- _Supplied passage_:
— Begin —
Our aim is to get the citizen back to where he or she wants to live. We are a developing country and in addition to this we have just passed an unusual and extraordinary period. We cannot get past this in just a short time. For us these international standards are an aim, a goal. We may not have been able to meet these standards in the same way as a wealthier country would. But we are not going to ignore the standards of the international community. We intend to conform with those standards. These are definitely our aims. Irrespective of the village guard system, all these people are our citizens. We are leaving a period of our history behind and we embrace all our citizens without exception.
-Niyazi Tanılır, assistant governor of Van province, June 29, 2001.

As far as fostering return of displaced persons to their homes in the southeast is concerned, the Turkish government has all but wasted the years since the end of widespread armed violence in the southeast. Even if its own figures are to be believed, no more than one in ten of the internally displaced has been able to return. But if the government is prepared to bring its Village Return and Rehabilitation Project into line with the U.N. Guiding Principles and other international human rights and humanitarian standards relating to internally displaced people, it is not too late to make it into an enterprise in which international donors, government agencies, nongovernmental organizations, and the villagers themselves can believe and collaborate. This would not only go some way toward a remedy for the violations of past decades, but also contribute to the regeneration of the eastern provinces, an unfulfilled aim of every administration since the foundation of the republic. Such a project would be fully consistent with the European Union's requirement of Turkey, contained in the Accession Partnership, to "develop a comprehensive approach to reduce regional disparities, and in particular to improve the situation in the South-East, with a view to enhancing economic, social and cultural opportunities for all citizens,"216 a goal echoed by the Turkish government as a medium term objective in its National Program for E.U. accession.217

The government must remove the obstacles to return. It should direct governors and gendarmerie to permit all villagers to return to their homes and lands, including more remote villages and mezra. The only grounds for withholding such permission would be in a limited number of settlements where there is a genuine threat of attack by armed organizations or where it is believed that there are landmines. In such cases, villagers should be individually notified of the reasons why permission to return has been withheld, and they should receive an appropriate level of financial support, as well as full access to health, education, and employment or other basis for an adequate standard of living while they remain in alternative accommodation until their village is made ready for their return. Special provision should be made for the elderly, the young, and the disabled.218

The Turkish government should provide full restitution to internally displaced villagers. PKK and other illegal armed political groups cynically used peasant populations as cover in order to wage war against the state, but state forces equally cynically dispossessed those peasants and drove them off the land as a military counter-strategy. The current peace was achieved at the expense of the peasants of the southeast who are among the most underprivileged citizens of the Turkish republic. The government has a moral duty, but also a duty under Turkish and international law, to return those farmers and stockkeepers and their families at least to their situation prior to displacement. This must include reconstruction of homes and agricultural buildings, replacement of livestock and equipment destroyed during the displacement, and restoration of infrastructure. Where villagers supply the labor element of reconstruction, the government should provide insurance cover and payment.
— End —
- _Data rows_:
— Begin —
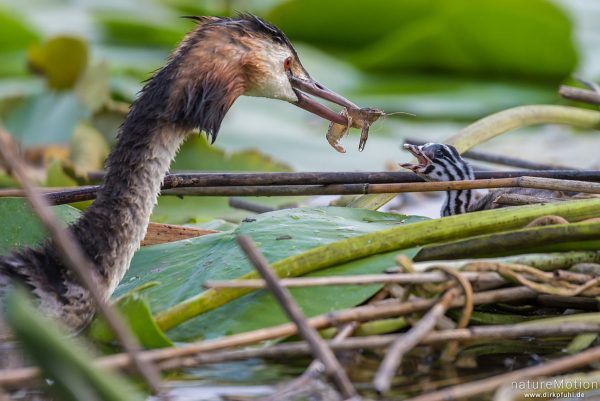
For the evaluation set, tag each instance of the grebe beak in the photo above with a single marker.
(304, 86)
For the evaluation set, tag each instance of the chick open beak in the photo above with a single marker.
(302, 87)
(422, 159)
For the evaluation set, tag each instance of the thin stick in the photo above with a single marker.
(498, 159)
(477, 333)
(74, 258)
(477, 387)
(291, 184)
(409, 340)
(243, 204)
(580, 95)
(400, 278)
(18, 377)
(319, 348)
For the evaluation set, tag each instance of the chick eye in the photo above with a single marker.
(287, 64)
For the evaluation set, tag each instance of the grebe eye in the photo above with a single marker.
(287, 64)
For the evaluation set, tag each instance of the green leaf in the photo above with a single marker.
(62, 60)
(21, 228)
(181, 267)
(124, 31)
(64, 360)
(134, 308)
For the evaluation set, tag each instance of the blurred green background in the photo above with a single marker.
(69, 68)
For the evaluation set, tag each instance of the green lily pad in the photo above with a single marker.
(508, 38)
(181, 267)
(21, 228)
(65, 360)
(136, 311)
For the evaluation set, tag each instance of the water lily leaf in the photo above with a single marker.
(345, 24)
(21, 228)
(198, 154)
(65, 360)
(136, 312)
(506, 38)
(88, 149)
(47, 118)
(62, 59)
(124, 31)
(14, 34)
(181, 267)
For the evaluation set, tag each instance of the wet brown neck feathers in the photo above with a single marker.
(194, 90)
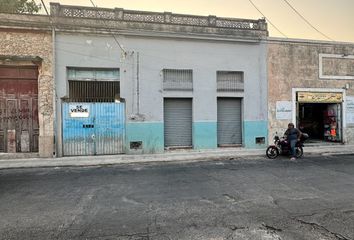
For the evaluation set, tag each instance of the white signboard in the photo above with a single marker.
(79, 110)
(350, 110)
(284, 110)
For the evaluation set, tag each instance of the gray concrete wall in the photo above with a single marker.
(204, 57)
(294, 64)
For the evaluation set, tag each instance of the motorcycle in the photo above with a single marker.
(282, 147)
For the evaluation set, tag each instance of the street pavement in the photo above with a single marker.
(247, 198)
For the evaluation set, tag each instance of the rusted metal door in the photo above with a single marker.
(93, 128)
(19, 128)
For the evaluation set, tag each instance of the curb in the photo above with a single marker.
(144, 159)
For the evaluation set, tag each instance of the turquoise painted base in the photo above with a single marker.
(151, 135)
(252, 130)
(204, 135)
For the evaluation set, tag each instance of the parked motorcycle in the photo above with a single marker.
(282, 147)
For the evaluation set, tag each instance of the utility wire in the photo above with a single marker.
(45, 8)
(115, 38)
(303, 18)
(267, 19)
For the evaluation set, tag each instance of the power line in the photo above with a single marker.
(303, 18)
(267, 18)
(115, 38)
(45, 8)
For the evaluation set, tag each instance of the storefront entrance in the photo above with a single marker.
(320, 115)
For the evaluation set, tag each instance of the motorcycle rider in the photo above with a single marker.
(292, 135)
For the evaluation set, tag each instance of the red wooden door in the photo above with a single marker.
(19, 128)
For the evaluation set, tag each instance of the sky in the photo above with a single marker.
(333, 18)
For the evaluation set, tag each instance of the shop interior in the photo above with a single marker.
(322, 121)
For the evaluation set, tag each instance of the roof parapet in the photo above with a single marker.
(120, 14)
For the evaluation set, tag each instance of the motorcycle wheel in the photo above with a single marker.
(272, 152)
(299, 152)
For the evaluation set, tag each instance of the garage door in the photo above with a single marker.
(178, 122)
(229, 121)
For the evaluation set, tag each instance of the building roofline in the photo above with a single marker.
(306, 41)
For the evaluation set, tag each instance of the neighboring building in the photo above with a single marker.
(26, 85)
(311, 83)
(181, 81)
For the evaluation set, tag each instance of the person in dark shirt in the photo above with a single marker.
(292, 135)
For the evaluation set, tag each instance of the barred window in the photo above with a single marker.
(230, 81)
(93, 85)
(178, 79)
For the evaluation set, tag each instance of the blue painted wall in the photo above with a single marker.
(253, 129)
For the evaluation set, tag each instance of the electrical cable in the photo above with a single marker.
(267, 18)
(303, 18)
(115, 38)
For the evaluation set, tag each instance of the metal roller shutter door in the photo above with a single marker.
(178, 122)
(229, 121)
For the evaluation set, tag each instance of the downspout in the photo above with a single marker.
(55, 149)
— End —
- _Task instructions_:
a. In the passage on displaced villagers in southeast Turkey, what office did Niyazi Tanılır hold?
b. Extend the passage on displaced villagers in southeast Turkey, picking up after its final sentence.

- _Task-by-task results_:
a. He was assistant governor of Van province.

b.
The government should not attempt to characterize this restitution as aid. The majority of those who were displaced are not victims of some undefined natural disaster but of criminal acts committed by security forces. By treating internally displaced people as supplicants for state charity, the government is manufacturing a pretext to ignore their wishes and impose conditions on assistance, including obliging them to live other than where they would freely choose. Restitution is clearly going to be very expensive. The current government, plagued by financial difficulties, may not be able to meet all its commitments to the internally displaced in the short term, but it should not use this as an excuse to shake off its liability.

In its planning efforts, the government should take steps to ensure broad consultation with internally displaced communities, their representatives, relevant nongovernmental organizations (including, for example, Göç-Der, GİYAV, and the Human Rights Association), and intergovernmental organizations with expertise in the field, including UNHCR, UNDP, ICRC, and the OSCE. Such organizations should be given unfettered access to the region. The rapporteur of the Committee on Migration, Refugees and Demography has additionally recommended that local municipalities be included in the process and provided access.

Turkish civil society organizations are clearly ready to be partners in the return effort. For example, as mentioned above, Göç-Der, in collaboration with professional bodies in Diyarbakır and representatives of the Danish Helsinki Committee, is seeking international funding for a plan for the reconstruction of twenty model villages as a pattern for a more general program of return. The Turkish government should enlist such dynamic and committed organizations, rather than attempting to cut them out of the process by harassing them, denying them information, and refusing to listen to their advice.

The Turkish government should ensure that the planning process is fully transparent. A first step would be the creation of an agency with exclusive responsibility for supervising this very large project. (At the moment, it appears that an undersecretary at the Office of the Prime Minister is in charge of the return plans, but he also has a much wider brief, dealing mainly with public relations.) The government should provide the public (and the internally displaced in particular) with detailed information about the planning process itself, future plans for return, and the progress of returns. Where government officials provide statistics concerning return, they should give the names of those settlements to which the inhabitants have returned, the numbers of families concerned, the amount of government financial support provided, and the intended purpose of that support.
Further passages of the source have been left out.